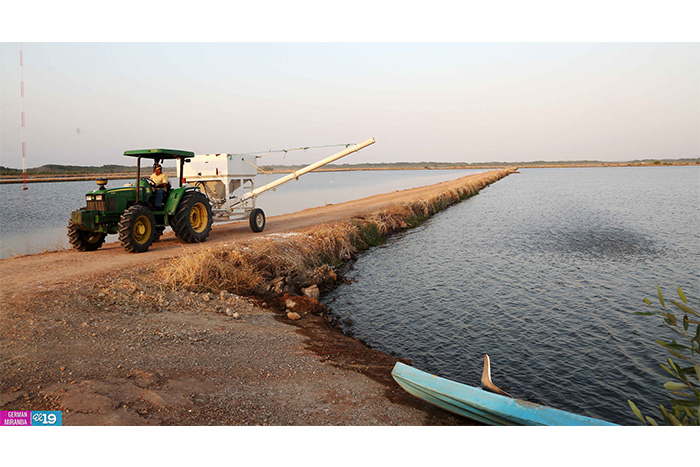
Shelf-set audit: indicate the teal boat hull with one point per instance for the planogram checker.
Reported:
(483, 406)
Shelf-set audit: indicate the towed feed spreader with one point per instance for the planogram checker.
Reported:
(228, 182)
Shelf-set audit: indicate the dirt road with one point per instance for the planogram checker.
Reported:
(87, 334)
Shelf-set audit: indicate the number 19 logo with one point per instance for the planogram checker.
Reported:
(46, 418)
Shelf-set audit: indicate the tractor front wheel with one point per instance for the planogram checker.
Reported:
(137, 228)
(193, 218)
(84, 240)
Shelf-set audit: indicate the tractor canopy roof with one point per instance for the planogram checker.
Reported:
(159, 153)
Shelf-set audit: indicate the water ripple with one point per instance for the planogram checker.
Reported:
(541, 271)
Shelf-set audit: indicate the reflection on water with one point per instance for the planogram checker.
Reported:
(542, 271)
(35, 220)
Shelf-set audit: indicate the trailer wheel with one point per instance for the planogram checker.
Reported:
(193, 217)
(137, 229)
(257, 220)
(84, 240)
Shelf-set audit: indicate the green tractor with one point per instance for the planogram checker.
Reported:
(130, 211)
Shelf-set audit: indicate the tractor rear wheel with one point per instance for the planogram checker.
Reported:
(193, 218)
(137, 228)
(257, 220)
(158, 234)
(84, 240)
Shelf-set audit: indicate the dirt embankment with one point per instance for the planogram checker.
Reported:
(92, 335)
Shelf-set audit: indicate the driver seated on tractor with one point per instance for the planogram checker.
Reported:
(161, 183)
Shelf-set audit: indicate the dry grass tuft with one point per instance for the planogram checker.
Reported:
(277, 265)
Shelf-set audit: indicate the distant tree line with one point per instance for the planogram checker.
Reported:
(56, 169)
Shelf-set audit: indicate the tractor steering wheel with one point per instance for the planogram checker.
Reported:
(150, 182)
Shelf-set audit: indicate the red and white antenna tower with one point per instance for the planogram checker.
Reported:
(24, 146)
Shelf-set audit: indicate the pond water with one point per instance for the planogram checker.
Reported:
(542, 271)
(35, 220)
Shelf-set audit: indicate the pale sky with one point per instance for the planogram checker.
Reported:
(86, 103)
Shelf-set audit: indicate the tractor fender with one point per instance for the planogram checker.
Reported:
(175, 197)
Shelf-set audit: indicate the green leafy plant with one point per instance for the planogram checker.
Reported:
(685, 385)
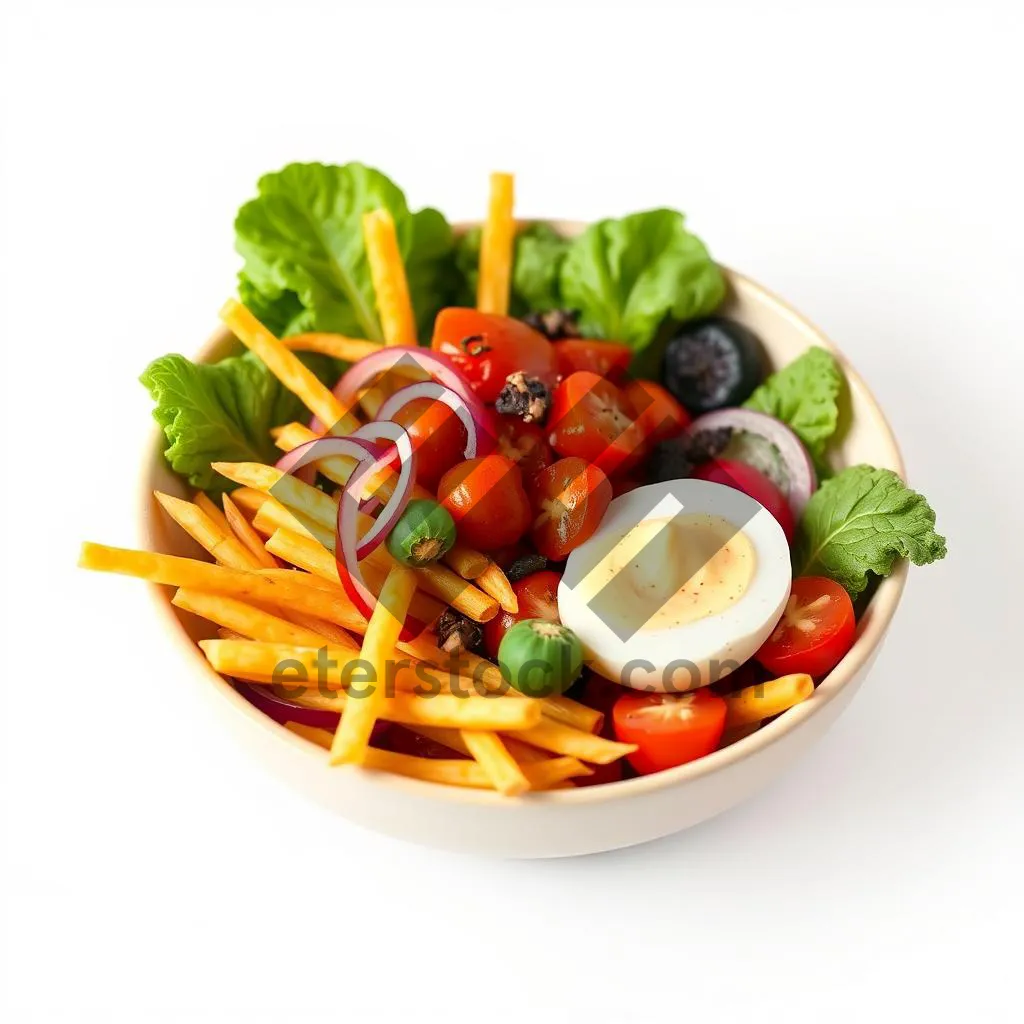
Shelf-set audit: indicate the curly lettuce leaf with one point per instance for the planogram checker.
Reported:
(862, 521)
(540, 251)
(302, 237)
(805, 396)
(281, 311)
(221, 412)
(628, 276)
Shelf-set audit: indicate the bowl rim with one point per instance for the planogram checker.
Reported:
(870, 630)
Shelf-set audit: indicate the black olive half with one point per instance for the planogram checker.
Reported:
(712, 364)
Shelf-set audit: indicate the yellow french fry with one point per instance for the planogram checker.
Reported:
(225, 547)
(496, 248)
(388, 274)
(352, 738)
(287, 367)
(755, 704)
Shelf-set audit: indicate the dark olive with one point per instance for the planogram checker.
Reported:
(712, 364)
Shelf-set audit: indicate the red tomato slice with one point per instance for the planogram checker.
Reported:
(591, 419)
(569, 500)
(604, 357)
(669, 729)
(752, 482)
(437, 435)
(815, 631)
(485, 348)
(486, 500)
(538, 595)
(656, 411)
(524, 444)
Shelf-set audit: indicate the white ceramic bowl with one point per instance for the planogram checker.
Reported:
(562, 822)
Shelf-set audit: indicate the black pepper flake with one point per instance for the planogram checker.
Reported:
(524, 396)
(675, 459)
(555, 324)
(457, 633)
(525, 565)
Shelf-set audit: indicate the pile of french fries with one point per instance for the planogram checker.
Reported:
(273, 591)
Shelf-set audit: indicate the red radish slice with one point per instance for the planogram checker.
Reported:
(479, 435)
(801, 480)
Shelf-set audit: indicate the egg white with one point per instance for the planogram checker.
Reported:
(696, 652)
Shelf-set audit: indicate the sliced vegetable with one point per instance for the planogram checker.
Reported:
(569, 500)
(540, 658)
(753, 482)
(485, 348)
(815, 632)
(669, 729)
(525, 444)
(657, 414)
(627, 276)
(486, 500)
(220, 412)
(302, 243)
(768, 445)
(604, 357)
(713, 364)
(439, 438)
(805, 396)
(422, 535)
(862, 521)
(475, 420)
(538, 597)
(591, 419)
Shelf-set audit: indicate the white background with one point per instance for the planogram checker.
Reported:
(861, 161)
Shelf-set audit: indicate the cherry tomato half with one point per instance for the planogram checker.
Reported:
(485, 348)
(603, 357)
(752, 482)
(669, 729)
(524, 444)
(538, 596)
(591, 419)
(815, 631)
(569, 500)
(657, 413)
(437, 435)
(486, 501)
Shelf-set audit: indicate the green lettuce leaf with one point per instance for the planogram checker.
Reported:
(805, 396)
(540, 251)
(627, 276)
(221, 412)
(301, 240)
(860, 522)
(282, 311)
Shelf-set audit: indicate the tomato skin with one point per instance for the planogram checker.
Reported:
(826, 607)
(590, 419)
(657, 413)
(603, 357)
(525, 444)
(437, 435)
(538, 596)
(486, 500)
(665, 738)
(752, 482)
(485, 348)
(569, 500)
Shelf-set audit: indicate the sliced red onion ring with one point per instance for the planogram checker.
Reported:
(801, 479)
(282, 710)
(479, 438)
(348, 548)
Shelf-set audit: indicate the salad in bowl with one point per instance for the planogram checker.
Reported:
(522, 508)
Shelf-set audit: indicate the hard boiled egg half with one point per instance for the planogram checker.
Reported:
(681, 584)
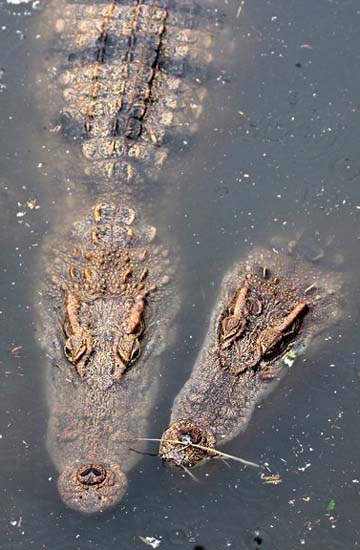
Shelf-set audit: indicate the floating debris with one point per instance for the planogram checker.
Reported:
(274, 479)
(151, 541)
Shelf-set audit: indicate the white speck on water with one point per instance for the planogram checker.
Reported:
(151, 541)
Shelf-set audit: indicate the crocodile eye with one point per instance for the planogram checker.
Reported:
(74, 349)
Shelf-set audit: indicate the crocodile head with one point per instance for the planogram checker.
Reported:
(185, 444)
(92, 487)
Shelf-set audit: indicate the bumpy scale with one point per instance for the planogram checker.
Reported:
(131, 77)
(107, 308)
(269, 303)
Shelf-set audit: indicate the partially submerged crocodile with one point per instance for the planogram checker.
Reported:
(121, 73)
(131, 77)
(107, 307)
(269, 303)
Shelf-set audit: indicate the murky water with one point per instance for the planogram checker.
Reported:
(276, 154)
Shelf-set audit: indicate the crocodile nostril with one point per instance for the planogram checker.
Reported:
(91, 474)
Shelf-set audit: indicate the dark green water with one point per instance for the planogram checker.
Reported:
(277, 154)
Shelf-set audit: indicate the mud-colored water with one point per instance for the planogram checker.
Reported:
(277, 153)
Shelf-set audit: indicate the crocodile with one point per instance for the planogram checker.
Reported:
(126, 74)
(107, 306)
(126, 77)
(271, 305)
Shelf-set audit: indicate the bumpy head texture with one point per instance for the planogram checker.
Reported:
(108, 285)
(268, 303)
(92, 487)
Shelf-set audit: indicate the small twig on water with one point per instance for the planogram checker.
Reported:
(203, 448)
(190, 474)
(238, 13)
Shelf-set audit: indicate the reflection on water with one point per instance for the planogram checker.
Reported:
(276, 153)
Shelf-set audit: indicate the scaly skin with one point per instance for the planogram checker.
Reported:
(268, 303)
(107, 308)
(127, 80)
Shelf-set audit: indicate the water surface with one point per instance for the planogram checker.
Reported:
(277, 154)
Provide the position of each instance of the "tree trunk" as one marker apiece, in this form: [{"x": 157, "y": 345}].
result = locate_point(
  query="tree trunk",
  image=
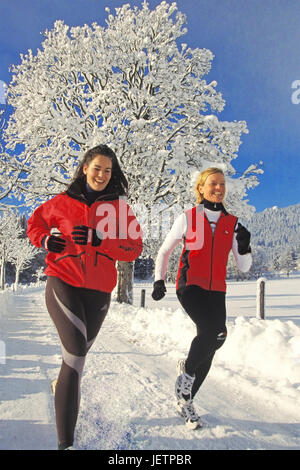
※ ※ ※
• _Exercise instructions_
Without the pictures, repeat the listing word for word.

• _The completed task_
Shelf-set audit: indicate the teal boat hull with one point per instance for the planogram checker.
Reported:
(483, 406)
Shelf-set audit: indicate the towed feed spreader with one point per instance for the planogram checker.
Reported:
(228, 182)
Shelf-set audit: indicate the dirt road with one point per instance for the planogram checker.
Reported:
(87, 334)
Shelf-set audit: indicate the number 19 logo with one point per instance for the planogram checker.
Reported:
(46, 418)
Shelf-set audit: indicate the tractor front wheel with one point per instance for the planogram checker.
Reported:
(137, 228)
(193, 218)
(84, 240)
Shelf-set audit: indicate the tractor canopy roof with one point per instance for the planogram checker.
Reported:
(159, 153)
Shelf-set audit: indicate the water ripple with one point per instance for the planogram checker.
Reported:
(541, 271)
Shelf-set audit: indicate the reflection on water with one point per instance for the planogram checker.
Reported:
(542, 271)
(35, 220)
Shelf-set audit: indicate the trailer wheel with one point per instance for the planogram checker.
Reported:
(193, 217)
(137, 229)
(257, 220)
(84, 240)
Shelf-set audit: indicate the green tractor with one point per instance for the planogram checker.
Reported:
(130, 211)
Shelf-set audit: indicate the tractor rear wheel with one point per instance for the planogram checker.
Reported:
(193, 218)
(137, 228)
(257, 220)
(158, 234)
(84, 240)
Shelf-set audit: indicate the dirt embankment with one point per instance for the planogram checker.
Reported:
(92, 335)
Shelf-set audit: indicate the driver seated on tractor with one point per instance for the planogram checker.
Reported:
(161, 183)
Shelf-set audit: indicate the dry grass tuft with one point per instance for the planogram checker.
Reported:
(277, 265)
Shelf-set audit: indicate the distant tree line with one point per instance for the planogram checker.
Reported:
(56, 169)
Shelf-set audit: indicate the tractor steering wheel with one point per instance for the planogram checker.
Reported:
(150, 182)
Shelf-set audit: indicate the red and white antenna tower with one point per instance for the planogram checker.
Reported:
(24, 146)
Shelf-set audit: indicate the pond water with one point per instance for the planogram checker.
Reported:
(542, 271)
(35, 220)
Shelf-set audit: indicate the pale sky with one point per instance for the planogram checker.
Reported:
(86, 103)
Shelf-set audit: indicate the tractor fender with one point per instance for the planogram checker.
Reported:
(175, 197)
Shelf-set audit: indicate the green leafy plant with one point per instance for the planogram checker.
Reported:
(685, 385)
Shelf-set audit: indicate the curly lettuce leaf with one point per instance for the planogram checker.
Reported:
(862, 521)
(540, 251)
(302, 237)
(805, 396)
(281, 311)
(221, 412)
(628, 276)
Shelf-set audit: indicate the bowl rim with one point per instance for the planogram checker.
Reported:
(870, 630)
Shelf-set audit: indicate the black olive half with one point per instance for the planogram checker.
Reported:
(712, 364)
Shelf-set audit: indicate the yellow french fry with one point per instance for the planogram checker.
Reported:
(225, 547)
(496, 248)
(388, 274)
(352, 738)
(287, 367)
(755, 704)
Shelf-set audit: indicate the dark olive with one point per instance for the planogram checker.
Reported:
(712, 364)
Shelf-set audit: indicate the red tomato slice with one point per instance for the planogram checker.
Reported:
(591, 419)
(569, 500)
(604, 357)
(669, 729)
(752, 482)
(437, 435)
(815, 631)
(485, 348)
(486, 500)
(538, 595)
(656, 411)
(524, 444)
Shelf-set audit: indicate the white ceramic bowl with one point per instance for the planogram checker.
Reported:
(562, 822)
Shelf-set audit: indicate the black pepper flake with one point per instance for the planogram checker.
Reported:
(524, 396)
(675, 459)
(555, 324)
(457, 633)
(525, 565)
Shelf-set audit: indicate the pile of french fries with one point per instance for the planogram checker.
Reported:
(273, 591)
Shelf-set audit: indicate the red radish slice with one point per instance for the planogram checker.
Reported:
(479, 435)
(801, 480)
Shelf-set audit: indicate the egg white with one point per instance for the planogram checker.
Reported:
(696, 652)
Shelf-set audit: indicate the sliced vegetable with one point per instance for the planogram checker.
Reported:
(569, 500)
(540, 658)
(753, 482)
(485, 348)
(815, 632)
(669, 729)
(525, 444)
(657, 414)
(627, 276)
(486, 500)
(220, 412)
(302, 243)
(768, 445)
(604, 357)
(713, 364)
(439, 438)
(805, 396)
(422, 535)
(862, 521)
(475, 420)
(538, 597)
(591, 419)
Shelf-set audit: indicate the white background with one point per instance for the planogram checker.
Reported:
(861, 161)
Shelf-set audit: indicate the cherry tomato half with one point per instance for the planogram checker.
Reported:
(485, 348)
(603, 357)
(752, 482)
(669, 729)
(524, 444)
(538, 596)
(591, 419)
(815, 631)
(569, 500)
(657, 413)
(437, 435)
(486, 501)
Shelf-set audit: indicate the green lettuce leaf with one point per instance for the planogram checker.
Reported:
(805, 396)
(540, 251)
(627, 276)
(221, 412)
(301, 240)
(860, 522)
(282, 311)
Shelf-set audit: indicate the tomato skin with one point per instance for the planogram checker.
Reported:
(826, 607)
(590, 419)
(657, 413)
(603, 357)
(525, 444)
(437, 435)
(538, 596)
(486, 500)
(665, 738)
(752, 482)
(485, 348)
(569, 500)
Shelf-set audit: indicate the sliced red onion ring with one point per instance for the planogram checker.
Reported:
(801, 479)
(282, 710)
(479, 438)
(348, 548)
Shelf-set audit: indicate the salad in bowl with one point per instance for the planogram checker.
Reported:
(522, 508)
Shelf-set audit: indicate the hard boiled egg half with one point per instance for the planogram checker.
Reported:
(681, 584)
Shelf-set audit: indicate the floating debris with one point per instance for the planogram checker.
Reported:
(274, 479)
(151, 541)
Shelf-set audit: indicate the white speck on water with one point per instance for the planogram checker.
Reported:
(151, 541)
Shelf-set audit: indicate the crocodile eye with one point per instance for the planogram checker.
Reported:
(74, 349)
Shelf-set audit: indicate the crocodile head with one point per instance for the planogram checker.
Reported:
(185, 444)
(92, 487)
Shelf-set audit: indicate the bumpy scale with one point per instance for the planogram checker.
Reported:
(131, 77)
(107, 308)
(269, 303)
Shelf-set audit: indicate the partially submerged crocodile with one point per instance for the planogram checker.
Reported:
(121, 73)
(131, 77)
(107, 307)
(269, 303)
Shelf-set audit: indicate the murky water with one point per instance for the planogram checker.
Reported:
(276, 154)
Shelf-set audit: indicate the crocodile nostril with one point per instance for the planogram checker.
Reported:
(91, 474)
Shelf-set audit: indicate the dark green water with one point per instance for the planogram checker.
Reported:
(277, 154)
Shelf-set audit: indicate the mud-colored water with one point per instance for the planogram checker.
Reported:
(277, 153)
Shelf-set audit: indicate the crocodile with one point per instance for the planogram checker.
Reported:
(126, 74)
(107, 306)
(126, 77)
(271, 305)
Shelf-set audit: indicate the bumpy head texture with one point per instance for the planogram checker.
Reported:
(108, 285)
(268, 303)
(92, 487)
Shelf-set audit: indicate the small twig on water with one point per instance for the planogram checker.
Reported:
(203, 448)
(190, 474)
(238, 13)
Shelf-set audit: indicate the reflection on water with one point per instance for the planogram checker.
Reported:
(276, 153)
Shelf-set audit: indicate the scaly skin with one point per instance for the planogram checker.
Reported:
(268, 303)
(107, 308)
(127, 80)
Shelf-set audit: indicate the water surface with one point per instance for the planogram checker.
Reported:
(277, 154)
Provide the position of each instance of the "tree trunk" as one marker apiece, in this form: [{"x": 157, "y": 345}].
result = locate_point(
  query="tree trunk",
  image=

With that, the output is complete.